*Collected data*
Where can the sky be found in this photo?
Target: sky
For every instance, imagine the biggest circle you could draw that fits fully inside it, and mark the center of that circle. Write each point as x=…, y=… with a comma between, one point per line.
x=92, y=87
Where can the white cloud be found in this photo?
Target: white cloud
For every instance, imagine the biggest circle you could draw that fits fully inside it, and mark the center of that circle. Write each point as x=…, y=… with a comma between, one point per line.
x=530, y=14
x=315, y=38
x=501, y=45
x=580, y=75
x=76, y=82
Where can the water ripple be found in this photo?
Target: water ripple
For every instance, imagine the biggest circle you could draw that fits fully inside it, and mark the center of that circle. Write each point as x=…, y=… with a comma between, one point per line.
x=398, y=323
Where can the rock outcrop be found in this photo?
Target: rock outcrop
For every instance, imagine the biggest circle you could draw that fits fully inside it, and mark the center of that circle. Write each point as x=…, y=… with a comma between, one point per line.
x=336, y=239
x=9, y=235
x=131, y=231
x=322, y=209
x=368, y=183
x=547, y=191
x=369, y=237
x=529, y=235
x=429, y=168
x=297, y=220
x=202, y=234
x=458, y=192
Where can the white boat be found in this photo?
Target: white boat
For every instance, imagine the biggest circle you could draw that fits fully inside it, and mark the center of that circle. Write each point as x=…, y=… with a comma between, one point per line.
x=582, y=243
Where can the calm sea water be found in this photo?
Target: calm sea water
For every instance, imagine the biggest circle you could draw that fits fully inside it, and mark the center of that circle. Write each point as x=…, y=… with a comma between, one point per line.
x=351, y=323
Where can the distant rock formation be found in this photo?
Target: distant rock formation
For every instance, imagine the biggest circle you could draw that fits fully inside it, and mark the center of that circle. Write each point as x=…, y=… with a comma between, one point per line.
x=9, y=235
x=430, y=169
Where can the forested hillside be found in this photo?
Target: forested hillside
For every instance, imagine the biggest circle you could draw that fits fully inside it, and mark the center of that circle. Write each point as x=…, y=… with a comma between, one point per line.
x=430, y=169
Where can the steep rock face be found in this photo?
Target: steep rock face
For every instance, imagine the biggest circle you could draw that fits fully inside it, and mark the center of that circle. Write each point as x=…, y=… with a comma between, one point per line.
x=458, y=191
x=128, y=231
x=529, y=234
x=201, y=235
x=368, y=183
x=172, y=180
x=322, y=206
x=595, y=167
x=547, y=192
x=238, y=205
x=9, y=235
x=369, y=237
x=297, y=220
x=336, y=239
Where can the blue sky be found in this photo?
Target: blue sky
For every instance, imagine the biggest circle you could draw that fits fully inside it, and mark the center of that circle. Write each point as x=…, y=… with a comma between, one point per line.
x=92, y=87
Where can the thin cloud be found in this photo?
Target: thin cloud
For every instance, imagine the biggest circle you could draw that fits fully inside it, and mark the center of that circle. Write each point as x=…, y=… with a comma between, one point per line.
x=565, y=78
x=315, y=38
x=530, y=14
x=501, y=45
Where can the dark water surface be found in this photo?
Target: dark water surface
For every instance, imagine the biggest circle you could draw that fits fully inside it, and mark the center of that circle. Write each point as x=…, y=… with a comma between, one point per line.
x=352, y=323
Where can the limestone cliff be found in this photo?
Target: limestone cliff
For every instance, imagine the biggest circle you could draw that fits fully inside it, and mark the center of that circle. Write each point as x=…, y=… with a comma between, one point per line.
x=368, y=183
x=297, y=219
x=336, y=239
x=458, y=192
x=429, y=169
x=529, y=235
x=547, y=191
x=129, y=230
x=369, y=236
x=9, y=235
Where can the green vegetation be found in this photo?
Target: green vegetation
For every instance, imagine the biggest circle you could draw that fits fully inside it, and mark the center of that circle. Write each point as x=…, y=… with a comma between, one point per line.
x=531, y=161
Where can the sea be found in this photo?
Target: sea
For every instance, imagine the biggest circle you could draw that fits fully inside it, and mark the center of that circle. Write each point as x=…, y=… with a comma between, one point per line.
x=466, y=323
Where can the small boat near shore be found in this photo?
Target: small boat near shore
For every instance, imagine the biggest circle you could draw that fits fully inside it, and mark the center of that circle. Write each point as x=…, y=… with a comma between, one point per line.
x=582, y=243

*What is expected*
Could you write out all of the lines above again, swapping "biggest circle" for "largest circle" at every occurrence and leaving everything else as it is?

*The completed task*
Where can the sky be found in this photo?
Target: sky
For every instance, imagine the largest circle you could draw that fits fully inside it, and mark the center of that circle. Write each point as x=…, y=… with a comma between, one point per line.
x=92, y=87
Where can the white cloud be found in this photo?
Target: white cloud
For every instance, imagine the largest circle you could draw that fits fully inside it, and mark the center of that circle. Write each point as x=…, y=… with a comma between, one point per line.
x=530, y=14
x=315, y=38
x=501, y=45
x=580, y=75
x=76, y=82
Where can the water ripple be found in this photo?
Target: water ripple
For every instance, imagine the largest circle you could draw that fits fully inside it, and mark the center of that circle. Write each point as x=…, y=… with a comma between, one point per line.
x=398, y=323
Where can the rock outcrop be found in this photo?
Target: rock outcrop
For every instance, imagine the largest circle you could draw that fits fully inside it, and mark the center of that circle. Write each point as x=…, y=… with a comma between, one point per line.
x=336, y=239
x=9, y=235
x=131, y=231
x=322, y=209
x=368, y=183
x=547, y=191
x=369, y=237
x=529, y=235
x=429, y=168
x=297, y=220
x=202, y=234
x=458, y=192
Where can the white boat be found in this photo?
Target: white boat
For every instance, imagine the largest circle you could draw that fits fully inside it, and mark the center of that circle. Write each point as x=…, y=… with a comma between, one point per line.
x=582, y=243
Where can the calm sea water be found in this photo?
Target: calm sea water
For every instance, imagine the largest circle you could draw that fits fully inside it, and mark the center of that circle. Write each point as x=…, y=… with a comma between, one point per line.
x=351, y=323
Where can the distant rock formation be found in this photo?
Target: distant rock formation
For every instance, imagine the largest circle you could draw that fits fully inside it, and mark the center of that circle. Write each point as x=…, y=… with a comma between, one point per line.
x=9, y=235
x=430, y=169
Where can the forested hillside be found in this photo?
Target: forested hillside
For every instance, imagine the largest circle you could draw that fits fully inside it, and mark the center of that circle. Write each point as x=…, y=… with a comma between, one point per line.
x=430, y=169
Where can the steep rock face be found in this photo?
Target: steep rock face
For every instance, imagine the largest circle you could draw that fits fully inside it, and mark the center of that circle. Write each point as x=…, y=… with a comma between, one point per line.
x=458, y=191
x=128, y=231
x=529, y=234
x=201, y=235
x=368, y=183
x=172, y=180
x=322, y=206
x=595, y=167
x=547, y=192
x=238, y=205
x=9, y=235
x=369, y=237
x=297, y=220
x=336, y=239
Where can the blue sky be found in this photo?
Target: blue sky
For every instance, imagine the largest circle you could draw that fits fully inside it, and mark the center of that circle. Write each point as x=…, y=… with a comma between, one point per line.
x=92, y=87
Where can the thin cloud be found in this photo?
Target: thin cloud
For every instance, imagine the largest circle you could draw that fits fully inside it, and mark the center of that circle. Write each point as x=…, y=… with a comma between, one point per line.
x=565, y=78
x=315, y=38
x=530, y=14
x=501, y=45
Where can the dark water surface be found in this photo?
Target: dark water surface
For every instance, imagine the largest circle you could draw that fits fully inside it, and mark the center of that circle. Write each point as x=…, y=… with a comma between, one point per line.
x=352, y=323
Where can the limestone cliff be found in this photo?
Target: limestone cliff
For every instance, imagine the largest circle you could draw that fits fully inside it, and mark the center of that circle. Write each point as x=…, y=… with a comma between, one point per line.
x=368, y=183
x=297, y=219
x=336, y=239
x=458, y=192
x=429, y=169
x=529, y=235
x=547, y=191
x=129, y=230
x=369, y=236
x=9, y=235
Where can the green vegetation be found in this photo?
Target: green vegetation
For every instance, imagine the largest circle you could draw that fits fully inside it, and mark the center of that circle. Write each point as x=…, y=… with a comma between, one point per line.
x=531, y=161
Where can the sea be found in this photo?
Target: sea
For every instance, imagine the largest circle you could draw that fits fully inside it, and mark the center of that circle. Write each point as x=…, y=… with a comma between, one point per line.
x=466, y=323
Where can the small boat near shore be found in this photo?
Target: small boat near shore
For every instance, imagine the largest circle you could draw that fits fully inside it, and mark the center of that circle. Write each point as x=…, y=… with a comma between, one point per line.
x=582, y=243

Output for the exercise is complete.